WRITTEN PROBLEM => Every line of the data must be copied exactly.

DATA FOR THIS TASK =>
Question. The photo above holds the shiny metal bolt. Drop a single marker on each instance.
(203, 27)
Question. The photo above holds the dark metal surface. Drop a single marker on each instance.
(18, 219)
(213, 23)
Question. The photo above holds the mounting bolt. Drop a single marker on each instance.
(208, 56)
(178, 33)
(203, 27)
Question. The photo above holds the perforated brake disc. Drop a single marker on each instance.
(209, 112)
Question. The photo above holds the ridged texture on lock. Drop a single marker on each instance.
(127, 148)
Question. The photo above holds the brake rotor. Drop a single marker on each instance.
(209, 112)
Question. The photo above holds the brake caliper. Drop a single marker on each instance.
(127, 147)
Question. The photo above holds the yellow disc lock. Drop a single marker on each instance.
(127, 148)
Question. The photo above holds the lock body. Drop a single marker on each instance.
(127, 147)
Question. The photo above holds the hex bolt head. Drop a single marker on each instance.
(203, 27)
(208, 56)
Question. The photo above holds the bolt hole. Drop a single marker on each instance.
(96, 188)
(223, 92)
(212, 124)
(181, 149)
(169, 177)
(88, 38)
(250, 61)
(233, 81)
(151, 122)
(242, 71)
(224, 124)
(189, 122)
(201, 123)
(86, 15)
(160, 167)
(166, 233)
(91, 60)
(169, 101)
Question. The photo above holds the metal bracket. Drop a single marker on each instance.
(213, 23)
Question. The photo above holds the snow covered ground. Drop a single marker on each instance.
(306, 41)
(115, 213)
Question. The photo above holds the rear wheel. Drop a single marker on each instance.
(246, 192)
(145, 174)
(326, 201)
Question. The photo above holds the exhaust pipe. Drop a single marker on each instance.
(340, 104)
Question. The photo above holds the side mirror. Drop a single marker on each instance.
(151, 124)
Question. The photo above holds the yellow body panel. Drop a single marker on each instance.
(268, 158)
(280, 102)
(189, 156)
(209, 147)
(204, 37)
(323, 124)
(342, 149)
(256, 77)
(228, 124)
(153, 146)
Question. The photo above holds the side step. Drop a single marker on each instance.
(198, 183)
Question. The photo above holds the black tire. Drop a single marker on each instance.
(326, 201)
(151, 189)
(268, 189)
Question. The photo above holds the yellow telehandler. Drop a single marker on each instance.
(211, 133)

WRITTEN ANSWER =>
Question. The photo above holds the shiny metal bolt. Drop a single marker on each instance.
(203, 27)
Question. The photo above holds the dark metal surface. Drop a single marker on each instance.
(18, 219)
(213, 23)
Question. The photo above holds the mounting bolt. Drop a single marker on each instance.
(208, 56)
(178, 33)
(203, 27)
Question. The photo above holds the perforated brake disc. Drop a single marker on each instance.
(209, 112)
Question. The photo above holds the ridged texture on lock. Drop a single marker on each instance.
(127, 148)
Question. The photo above holds the brake rotor. Drop a single marker on each instance.
(209, 112)
Question. The photo above holds the brake caliper. Drop a single marker on each instance.
(127, 147)
Question. The photo above holds the yellow disc lock. Drop a single marker on each instance.
(127, 148)
Question. The photo above holds the lock body. Drop a single marker on each instance.
(127, 147)
Question. The photo above holds the hex bolt head. Drop a single marker on each instance.
(203, 27)
(208, 56)
Question. The photo above holds the bolt hole. Drop a single marker on each instance.
(96, 188)
(223, 92)
(212, 124)
(181, 149)
(169, 177)
(88, 38)
(250, 61)
(233, 81)
(151, 122)
(242, 71)
(224, 124)
(189, 122)
(201, 123)
(86, 15)
(160, 167)
(166, 233)
(91, 60)
(169, 101)
Question. The photo above holds the metal bracket. Drop a single marker on each instance.
(213, 23)
Question. The photo above holds the snow covered ground. Drop a single marker on each instance.
(306, 41)
(115, 213)
Question. The photo above holds the rear wheel. Drop a single marker on each instance.
(246, 192)
(145, 174)
(326, 201)
Question. The photo above holds the exhaust pipe. Drop a single marker on each instance.
(340, 104)
Question. The photo above holds the side mirror. Drop a single marker on each instance.
(151, 124)
Question. The photo above holds the yellow body panel. Drop a single marker on each instance.
(268, 158)
(280, 102)
(189, 156)
(209, 147)
(204, 37)
(323, 124)
(342, 149)
(256, 77)
(228, 124)
(153, 146)
Question. The photo above holds the side step. Drop a single marker on each instance.
(198, 183)
Question. The photo above holds the black tire. Drop a single marker on each instance.
(326, 201)
(151, 189)
(268, 189)
Question. The photo above holds the yellow telehandler. Drop a single marker on each instance.
(211, 133)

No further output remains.